◆ Objective ◆
Can you reproduce the material below with every "Indicate every instance" swapped for "Mark each instance" and nothing else changed?

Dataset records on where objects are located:

|---|

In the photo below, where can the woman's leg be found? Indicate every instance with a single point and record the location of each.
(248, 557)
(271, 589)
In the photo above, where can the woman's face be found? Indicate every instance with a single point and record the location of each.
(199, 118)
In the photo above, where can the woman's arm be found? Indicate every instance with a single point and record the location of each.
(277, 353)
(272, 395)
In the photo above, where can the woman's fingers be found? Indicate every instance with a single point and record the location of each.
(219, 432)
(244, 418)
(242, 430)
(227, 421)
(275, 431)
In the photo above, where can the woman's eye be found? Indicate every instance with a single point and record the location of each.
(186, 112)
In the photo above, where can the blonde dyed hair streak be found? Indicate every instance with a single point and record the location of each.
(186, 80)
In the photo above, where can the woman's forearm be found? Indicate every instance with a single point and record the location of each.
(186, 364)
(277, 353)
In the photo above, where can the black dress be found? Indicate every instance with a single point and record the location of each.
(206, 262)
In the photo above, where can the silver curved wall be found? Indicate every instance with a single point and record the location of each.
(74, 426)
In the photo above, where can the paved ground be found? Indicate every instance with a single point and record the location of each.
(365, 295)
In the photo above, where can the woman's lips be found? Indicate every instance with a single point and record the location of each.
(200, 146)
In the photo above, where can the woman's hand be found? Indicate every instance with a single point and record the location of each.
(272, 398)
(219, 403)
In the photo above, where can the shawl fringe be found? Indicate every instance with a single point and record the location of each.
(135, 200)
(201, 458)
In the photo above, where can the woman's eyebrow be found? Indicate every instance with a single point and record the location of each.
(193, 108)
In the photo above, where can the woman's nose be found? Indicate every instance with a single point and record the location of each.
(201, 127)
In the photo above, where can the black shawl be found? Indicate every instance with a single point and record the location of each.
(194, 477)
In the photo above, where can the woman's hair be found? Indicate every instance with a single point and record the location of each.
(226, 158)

|---|

◆ Task response ◆
In the photo below, where can the woman's leg be found? Mark each instance with a single point and record the location of each.
(248, 557)
(271, 589)
In the photo above, where can the woman's face be found? Mark each instance with a single point and record the location of each.
(199, 118)
In the photo above, where can the woman's arm be found? Mark each instance with a single point and record the location of each.
(277, 353)
(272, 395)
In the photo above, where can the woman's fingers be found? Mark each instance with a single point and record the location of each.
(219, 432)
(244, 418)
(242, 430)
(227, 421)
(275, 431)
In the photo above, where can the woman's eye be found? Mark each instance with a single point and record the location of each.
(186, 112)
In the photo above, where can the blonde dyed hair streak be found? Mark each instance with a single point and record the location of each.
(186, 80)
In the photo above, where can the woman's forearm be found? Mark each instance with a single point and record the location of each.
(186, 364)
(277, 353)
In the photo above, where can the black dress be found? Mark each instance with a single point and record the location of each.
(206, 262)
In the photo above, where can the silver curved wall be found? Mark each instance with a single point and record the location of each.
(74, 426)
In the photo above, where can the paved ground be found? Mark each instance with a single point and record the location of each.
(365, 295)
In the photo above, where can the woman's lips be found? Mark each instance with a single point and record the location of each.
(200, 146)
In the photo above, where can the woman's hand be found? Mark each instance with a single point and record the location of each.
(272, 398)
(219, 403)
In the photo above, where can the shawl fringe be found? Mark each instance with a single point and record the location of each.
(135, 200)
(201, 458)
In the photo above, where can the woman's eyebrow be found? Mark each instance with a single point and record the location of each.
(193, 108)
In the photo above, where can the woman's nose be found? Mark each instance with a single point and record the location of each.
(201, 127)
In the photo above, where can the black shawl be found? Mark each instance with a single point and record the location of each.
(194, 477)
In the photo above, where can the woman's hair be found? Mark each instance with a single point and record the location of each.
(226, 158)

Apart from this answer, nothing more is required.